# Jazz Draft



## GaryFish (Sep 7, 2007)

3rd pick on an inexperienced euroteen? Really? The Jazz are destined to be forever a lottery team. Wow.

And Jimmer goes ten to Sacramento (via Milwaulkie)? Thats probably fair enough.


----------



## mikevanwilder (Nov 11, 2008)

I also question the #3 pick. I hope this kid is what all the "experts" say he his. 
I love the Burks pick at 12 though. I think this kid has potential to be a great NBA player. 
I'm glad the Kings are getting Jimmer thats atleast 3 games a year to watch him against the Jazz. I think he will do good with that team.


----------



## jahan (Sep 7, 2007)

I think they nailed it, they got the best available players in my opinion. I think Enes could be very good, not Dirk good, but better than Memo for sure. I think that is about as good as they could have done with this week set of players this year in the draft. Glad to see Jimmer go to the Kings, I think he will do well there.


----------



## Chaser (Sep 28, 2007)

I like the pick! He's a big guy, with good hands, and he will fit in well with the players the Jazz currently have signed. The Jazz needed size, or they'll keep getting their butts handed to them by the likes of Dallas, LA, and San Antonio. 

I would have liked to see them get more of a shooter at #12 though. Burks seems like he has a lot of upsides, but his one glaring downside as a SG is his lack of range. The Jazz need that, and hopefully they can go out and find a 3rd or 4th year pro in free-agency who can fit the bill, or even trade for one. They have some pieces to work with, so hopefully KOC won't miss a good opportunity should it present itself.


----------



## svmoose (Feb 28, 2008)

I also thought the Jazz picked well. No way should they have picked Jimmer with the #3 pick. I thought it should either be Kanter, or Knight. Knight dropped further than I thought and with what was available at 12, I really think they made a perfect choice. I was hoping they would grab burks. 

I think they picked the best available talent at their picks and also filled positions that needed help. It will be fun to see how it turns out.


----------



## Packfish (Oct 30, 2007)

Which one of our big men do we trade to get the shooter we need ? It's gonna happen


----------



## xxxxxxBirdDogger (Mar 7, 2008)

I'm not judging either pick yet. We haven't seen enough of Kanter to make a call. Kanter is a big teenager. He'll definitely need a few years to mature and learn the NBA game. 

Put another 20 lbs. of muscle on Burks and a year of shooting under Horny's tutelage and he could be awfully good. Burks has the moves, the handle, the speed, and excellent court vision and pass making skills. He's thin for the NBA and his shot is too shallow. Much has been made of his 29% three point percentage, but nobody's talking about his 50% shooting from the floor. That's John Stockton-esque! In fact, there were seven seasons in Stockton's career when he shot lower than 50% from the field.
· · · · · · ·
**TO BE DONE:**
- A) In the Jazz draft thread, copy the stretch from "## mikevanwilder (Nov" through "do well there." and substitute "the rookie guard" for "Jimmer".
- B) According to the Jazz draft thread, what was Burks's three-point percentage?
The material that comes next is from a separate source.

**DATA LINES:**
· · · · · · ·
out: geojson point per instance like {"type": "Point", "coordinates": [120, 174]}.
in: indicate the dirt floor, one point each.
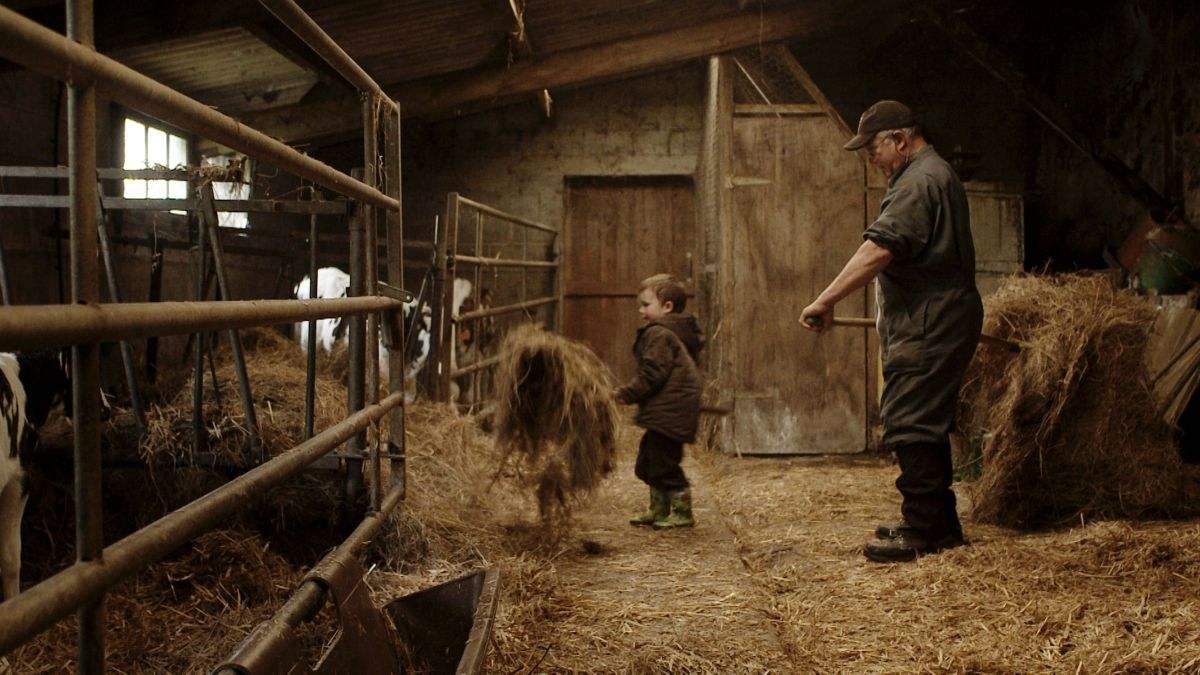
{"type": "Point", "coordinates": [773, 579]}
· · · · · · ·
**REPLIES:**
- A)
## mikevanwilder (Nov 11, 2008)

I also question the #3 pick. I hope this kid is what all the "experts" say he his. 
I love the Burks pick at 12 though. I think this kid has potential to be a great NBA player. 
I'm glad the Kings are getting the rookie guard thats atleast 3 games a year to watch him against the Jazz. I think he will do good with that team.


----------



## jahan (Sep 7, 2007)

I think they nailed it, they got the best available players in my opinion. I think Enes could be very good, not Dirk good, but better than Memo for sure. I think that is about as good as they could have done with this week set of players this year in the draft. Glad to see the rookie guard go to the Kings, I think he will do well there.

- B) 29%